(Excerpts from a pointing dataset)
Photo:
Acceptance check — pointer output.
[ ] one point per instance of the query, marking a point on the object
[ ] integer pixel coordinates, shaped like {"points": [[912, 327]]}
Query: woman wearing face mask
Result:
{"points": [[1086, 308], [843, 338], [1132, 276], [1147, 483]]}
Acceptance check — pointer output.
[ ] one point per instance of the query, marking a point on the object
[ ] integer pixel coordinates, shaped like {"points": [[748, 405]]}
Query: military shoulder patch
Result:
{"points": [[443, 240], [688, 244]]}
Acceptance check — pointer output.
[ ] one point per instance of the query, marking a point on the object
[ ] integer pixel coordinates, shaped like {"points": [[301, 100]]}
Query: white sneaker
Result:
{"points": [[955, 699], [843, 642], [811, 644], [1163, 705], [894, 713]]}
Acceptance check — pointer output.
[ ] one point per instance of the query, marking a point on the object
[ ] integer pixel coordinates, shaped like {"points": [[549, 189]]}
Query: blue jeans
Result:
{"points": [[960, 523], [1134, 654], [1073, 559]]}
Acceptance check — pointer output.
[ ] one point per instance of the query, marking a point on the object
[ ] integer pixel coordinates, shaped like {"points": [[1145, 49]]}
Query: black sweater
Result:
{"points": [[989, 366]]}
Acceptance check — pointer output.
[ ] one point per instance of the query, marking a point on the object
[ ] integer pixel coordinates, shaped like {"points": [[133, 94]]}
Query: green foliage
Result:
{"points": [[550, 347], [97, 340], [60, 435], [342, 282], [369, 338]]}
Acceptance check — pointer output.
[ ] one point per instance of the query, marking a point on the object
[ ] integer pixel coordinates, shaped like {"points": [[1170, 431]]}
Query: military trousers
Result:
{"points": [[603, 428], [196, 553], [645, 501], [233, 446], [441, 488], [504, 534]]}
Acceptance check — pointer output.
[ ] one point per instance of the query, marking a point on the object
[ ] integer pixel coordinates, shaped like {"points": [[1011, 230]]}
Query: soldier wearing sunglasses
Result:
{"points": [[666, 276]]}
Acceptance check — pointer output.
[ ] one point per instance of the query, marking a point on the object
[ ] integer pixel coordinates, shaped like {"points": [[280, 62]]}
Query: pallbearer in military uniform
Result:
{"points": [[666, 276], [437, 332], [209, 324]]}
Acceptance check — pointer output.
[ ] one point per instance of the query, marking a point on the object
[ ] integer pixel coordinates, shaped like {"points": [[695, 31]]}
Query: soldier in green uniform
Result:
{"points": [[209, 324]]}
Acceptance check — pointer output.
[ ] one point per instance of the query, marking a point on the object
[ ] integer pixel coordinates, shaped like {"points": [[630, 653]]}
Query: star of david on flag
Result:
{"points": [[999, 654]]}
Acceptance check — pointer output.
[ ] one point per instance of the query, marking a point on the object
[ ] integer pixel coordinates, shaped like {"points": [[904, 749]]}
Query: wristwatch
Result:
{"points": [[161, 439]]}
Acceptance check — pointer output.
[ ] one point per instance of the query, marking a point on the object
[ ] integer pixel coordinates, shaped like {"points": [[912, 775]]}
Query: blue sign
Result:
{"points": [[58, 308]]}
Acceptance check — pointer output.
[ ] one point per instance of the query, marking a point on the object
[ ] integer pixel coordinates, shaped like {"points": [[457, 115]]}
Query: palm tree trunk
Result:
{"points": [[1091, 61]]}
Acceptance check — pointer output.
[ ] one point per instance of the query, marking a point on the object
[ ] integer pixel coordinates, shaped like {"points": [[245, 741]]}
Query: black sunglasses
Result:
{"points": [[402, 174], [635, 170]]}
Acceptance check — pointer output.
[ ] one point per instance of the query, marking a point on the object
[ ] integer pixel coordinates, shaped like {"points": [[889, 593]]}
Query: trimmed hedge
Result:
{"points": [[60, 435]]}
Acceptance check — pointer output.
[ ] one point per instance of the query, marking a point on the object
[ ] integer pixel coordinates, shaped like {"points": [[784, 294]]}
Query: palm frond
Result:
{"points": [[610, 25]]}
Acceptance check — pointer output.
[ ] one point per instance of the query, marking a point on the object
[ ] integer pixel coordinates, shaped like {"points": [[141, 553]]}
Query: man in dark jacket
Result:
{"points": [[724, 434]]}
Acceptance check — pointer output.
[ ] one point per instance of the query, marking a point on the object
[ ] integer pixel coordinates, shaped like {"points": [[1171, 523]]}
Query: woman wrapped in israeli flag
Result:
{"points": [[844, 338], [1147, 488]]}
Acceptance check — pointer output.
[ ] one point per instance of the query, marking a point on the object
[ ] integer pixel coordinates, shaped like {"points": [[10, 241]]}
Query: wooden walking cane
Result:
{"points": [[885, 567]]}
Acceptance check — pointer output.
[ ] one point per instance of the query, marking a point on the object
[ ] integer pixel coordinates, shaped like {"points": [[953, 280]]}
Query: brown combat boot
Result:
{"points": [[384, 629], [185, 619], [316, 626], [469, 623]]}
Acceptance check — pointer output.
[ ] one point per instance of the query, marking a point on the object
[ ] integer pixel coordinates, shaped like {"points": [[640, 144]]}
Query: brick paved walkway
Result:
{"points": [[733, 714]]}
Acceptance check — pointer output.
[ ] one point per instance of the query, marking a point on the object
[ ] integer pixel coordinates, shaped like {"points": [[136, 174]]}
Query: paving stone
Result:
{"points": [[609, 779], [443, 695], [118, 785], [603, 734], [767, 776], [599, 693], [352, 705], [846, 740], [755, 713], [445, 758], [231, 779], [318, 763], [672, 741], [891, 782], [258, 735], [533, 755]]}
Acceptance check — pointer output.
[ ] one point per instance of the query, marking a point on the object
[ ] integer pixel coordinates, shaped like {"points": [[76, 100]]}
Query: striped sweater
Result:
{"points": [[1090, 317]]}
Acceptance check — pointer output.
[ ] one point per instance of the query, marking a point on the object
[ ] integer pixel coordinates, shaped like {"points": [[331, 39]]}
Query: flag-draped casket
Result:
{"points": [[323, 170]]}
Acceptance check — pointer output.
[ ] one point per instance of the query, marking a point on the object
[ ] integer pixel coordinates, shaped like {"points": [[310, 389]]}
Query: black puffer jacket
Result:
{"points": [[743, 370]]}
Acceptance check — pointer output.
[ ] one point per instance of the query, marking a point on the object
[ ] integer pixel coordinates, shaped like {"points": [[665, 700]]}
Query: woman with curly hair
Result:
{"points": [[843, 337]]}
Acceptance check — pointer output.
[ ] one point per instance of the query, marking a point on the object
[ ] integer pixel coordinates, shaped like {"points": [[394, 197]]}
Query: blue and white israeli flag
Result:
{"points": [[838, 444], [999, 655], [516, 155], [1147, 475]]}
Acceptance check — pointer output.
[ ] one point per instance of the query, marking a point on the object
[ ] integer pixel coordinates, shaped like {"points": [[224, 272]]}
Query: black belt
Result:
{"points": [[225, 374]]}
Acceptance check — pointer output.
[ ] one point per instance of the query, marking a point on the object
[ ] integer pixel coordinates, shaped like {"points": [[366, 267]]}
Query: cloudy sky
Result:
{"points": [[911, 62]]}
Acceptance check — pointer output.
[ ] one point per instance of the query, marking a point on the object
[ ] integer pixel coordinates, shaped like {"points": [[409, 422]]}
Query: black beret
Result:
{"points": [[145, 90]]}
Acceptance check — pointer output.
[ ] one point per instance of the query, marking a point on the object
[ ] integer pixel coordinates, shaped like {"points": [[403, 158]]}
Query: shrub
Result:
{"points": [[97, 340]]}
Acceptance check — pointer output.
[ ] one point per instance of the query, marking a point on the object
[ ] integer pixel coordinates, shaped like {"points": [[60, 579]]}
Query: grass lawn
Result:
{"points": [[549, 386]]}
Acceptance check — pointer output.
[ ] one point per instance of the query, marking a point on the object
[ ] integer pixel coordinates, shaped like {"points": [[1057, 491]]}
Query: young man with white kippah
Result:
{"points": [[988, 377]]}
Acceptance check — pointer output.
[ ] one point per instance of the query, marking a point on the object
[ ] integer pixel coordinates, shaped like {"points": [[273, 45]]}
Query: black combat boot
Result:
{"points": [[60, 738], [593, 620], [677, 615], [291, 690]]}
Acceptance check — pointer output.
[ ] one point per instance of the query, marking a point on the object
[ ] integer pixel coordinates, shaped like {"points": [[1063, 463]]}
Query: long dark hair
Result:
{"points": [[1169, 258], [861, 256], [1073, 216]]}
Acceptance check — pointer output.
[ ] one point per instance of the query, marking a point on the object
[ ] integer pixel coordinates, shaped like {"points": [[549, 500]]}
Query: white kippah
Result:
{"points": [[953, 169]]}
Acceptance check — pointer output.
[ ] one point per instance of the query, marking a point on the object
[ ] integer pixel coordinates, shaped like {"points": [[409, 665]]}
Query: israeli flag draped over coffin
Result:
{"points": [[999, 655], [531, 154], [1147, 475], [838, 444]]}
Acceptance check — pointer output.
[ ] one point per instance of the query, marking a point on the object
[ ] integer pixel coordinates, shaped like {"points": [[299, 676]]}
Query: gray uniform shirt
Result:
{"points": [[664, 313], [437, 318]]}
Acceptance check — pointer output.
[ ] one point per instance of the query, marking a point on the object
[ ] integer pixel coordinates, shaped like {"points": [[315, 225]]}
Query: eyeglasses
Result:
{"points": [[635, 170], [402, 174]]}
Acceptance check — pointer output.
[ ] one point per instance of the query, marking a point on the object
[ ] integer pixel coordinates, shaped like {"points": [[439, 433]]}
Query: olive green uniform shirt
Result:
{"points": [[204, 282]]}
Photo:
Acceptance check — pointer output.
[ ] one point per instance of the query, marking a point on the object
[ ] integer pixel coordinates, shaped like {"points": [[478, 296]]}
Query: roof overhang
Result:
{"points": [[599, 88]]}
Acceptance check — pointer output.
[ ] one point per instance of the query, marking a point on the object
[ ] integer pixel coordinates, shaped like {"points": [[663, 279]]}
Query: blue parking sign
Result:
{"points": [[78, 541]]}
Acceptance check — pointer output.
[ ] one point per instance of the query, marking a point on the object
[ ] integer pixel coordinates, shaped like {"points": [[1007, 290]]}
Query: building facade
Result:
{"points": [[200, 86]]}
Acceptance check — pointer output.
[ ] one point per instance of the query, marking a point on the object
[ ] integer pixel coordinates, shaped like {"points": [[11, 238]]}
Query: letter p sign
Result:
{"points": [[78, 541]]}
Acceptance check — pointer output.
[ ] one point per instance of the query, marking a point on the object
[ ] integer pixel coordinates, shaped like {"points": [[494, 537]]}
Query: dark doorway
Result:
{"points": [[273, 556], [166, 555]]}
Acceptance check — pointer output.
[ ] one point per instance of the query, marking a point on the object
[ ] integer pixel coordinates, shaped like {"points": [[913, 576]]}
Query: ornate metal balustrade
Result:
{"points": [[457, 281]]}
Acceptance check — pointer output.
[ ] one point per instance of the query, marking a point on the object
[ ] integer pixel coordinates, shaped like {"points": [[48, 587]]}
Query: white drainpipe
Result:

**Description of the task**: Pull out every line of the data above that contains the word "dark", and copy each one unchanged.

**Task result**:
Query: man in dark jacket
Query: long dark hair
Query: dark doorway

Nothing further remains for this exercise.